Exercise
Report, word for word, every line of the data below that contains the word "safety".

####

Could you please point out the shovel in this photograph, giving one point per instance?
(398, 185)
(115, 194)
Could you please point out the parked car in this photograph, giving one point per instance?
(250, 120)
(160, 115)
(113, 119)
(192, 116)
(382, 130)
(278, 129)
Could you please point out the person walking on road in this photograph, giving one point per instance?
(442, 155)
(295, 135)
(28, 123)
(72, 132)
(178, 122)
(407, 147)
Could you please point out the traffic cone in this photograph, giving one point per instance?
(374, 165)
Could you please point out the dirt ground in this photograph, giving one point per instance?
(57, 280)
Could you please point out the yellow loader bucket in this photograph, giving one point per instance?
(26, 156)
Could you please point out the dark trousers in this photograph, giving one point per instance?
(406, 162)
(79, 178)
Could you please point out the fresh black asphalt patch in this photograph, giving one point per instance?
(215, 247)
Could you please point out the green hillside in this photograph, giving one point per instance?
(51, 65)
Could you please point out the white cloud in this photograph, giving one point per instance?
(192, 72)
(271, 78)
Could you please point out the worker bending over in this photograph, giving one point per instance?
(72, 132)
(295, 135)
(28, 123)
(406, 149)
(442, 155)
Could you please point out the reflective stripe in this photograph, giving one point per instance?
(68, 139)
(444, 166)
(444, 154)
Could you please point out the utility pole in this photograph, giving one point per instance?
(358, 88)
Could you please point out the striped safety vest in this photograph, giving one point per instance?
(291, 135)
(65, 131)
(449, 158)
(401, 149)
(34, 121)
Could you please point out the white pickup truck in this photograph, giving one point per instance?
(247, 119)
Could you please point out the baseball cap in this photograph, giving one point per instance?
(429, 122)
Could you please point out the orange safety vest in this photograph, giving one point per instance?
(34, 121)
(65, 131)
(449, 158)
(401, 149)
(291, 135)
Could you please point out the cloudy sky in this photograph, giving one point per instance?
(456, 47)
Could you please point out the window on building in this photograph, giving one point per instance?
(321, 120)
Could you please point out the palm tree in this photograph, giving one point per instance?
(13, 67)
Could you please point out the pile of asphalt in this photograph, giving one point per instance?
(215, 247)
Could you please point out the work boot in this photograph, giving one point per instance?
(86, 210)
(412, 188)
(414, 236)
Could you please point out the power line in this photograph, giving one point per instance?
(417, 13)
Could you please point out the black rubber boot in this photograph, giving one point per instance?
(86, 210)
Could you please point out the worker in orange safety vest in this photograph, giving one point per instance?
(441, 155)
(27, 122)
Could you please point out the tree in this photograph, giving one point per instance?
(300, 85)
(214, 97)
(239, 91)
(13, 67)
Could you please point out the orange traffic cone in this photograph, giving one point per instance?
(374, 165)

####

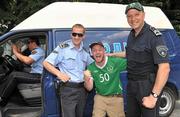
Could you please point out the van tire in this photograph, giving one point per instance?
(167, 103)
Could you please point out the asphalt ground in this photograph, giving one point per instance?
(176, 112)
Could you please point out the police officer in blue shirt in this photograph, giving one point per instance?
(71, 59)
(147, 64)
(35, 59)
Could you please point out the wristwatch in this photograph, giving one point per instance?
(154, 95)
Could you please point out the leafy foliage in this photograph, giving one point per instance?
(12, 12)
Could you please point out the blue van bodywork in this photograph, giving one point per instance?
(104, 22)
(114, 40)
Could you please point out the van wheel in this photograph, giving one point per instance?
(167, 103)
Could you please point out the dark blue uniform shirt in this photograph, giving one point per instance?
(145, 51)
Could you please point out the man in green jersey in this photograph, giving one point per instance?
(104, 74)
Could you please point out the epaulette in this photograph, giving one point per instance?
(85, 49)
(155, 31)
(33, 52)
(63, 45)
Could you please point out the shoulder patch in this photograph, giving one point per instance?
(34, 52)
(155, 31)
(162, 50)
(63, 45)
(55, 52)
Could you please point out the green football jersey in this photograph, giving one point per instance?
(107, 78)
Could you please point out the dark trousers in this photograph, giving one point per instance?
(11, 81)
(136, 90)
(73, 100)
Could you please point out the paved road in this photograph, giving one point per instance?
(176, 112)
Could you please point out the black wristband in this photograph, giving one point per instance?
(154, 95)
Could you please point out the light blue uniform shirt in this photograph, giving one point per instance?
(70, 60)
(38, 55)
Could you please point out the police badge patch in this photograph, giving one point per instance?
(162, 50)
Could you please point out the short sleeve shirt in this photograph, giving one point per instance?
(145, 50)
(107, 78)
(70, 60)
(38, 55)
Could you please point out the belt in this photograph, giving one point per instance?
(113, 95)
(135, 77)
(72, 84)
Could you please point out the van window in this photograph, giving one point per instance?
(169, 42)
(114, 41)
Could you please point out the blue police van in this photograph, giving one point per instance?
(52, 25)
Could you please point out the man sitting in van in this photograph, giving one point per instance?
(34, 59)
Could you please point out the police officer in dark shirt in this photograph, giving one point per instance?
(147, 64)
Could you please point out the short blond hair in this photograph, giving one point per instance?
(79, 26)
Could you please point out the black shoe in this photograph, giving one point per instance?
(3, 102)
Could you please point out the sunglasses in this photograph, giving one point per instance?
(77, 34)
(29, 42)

####

Answer
Could you please point out the striped safety vest in this photograph, giving one point per instance?
Could you please point out the orange safety vest in this photograph, giving one point per instance?
Could you please point out the worker in orange safety vest in this photograph, giving one point per instance?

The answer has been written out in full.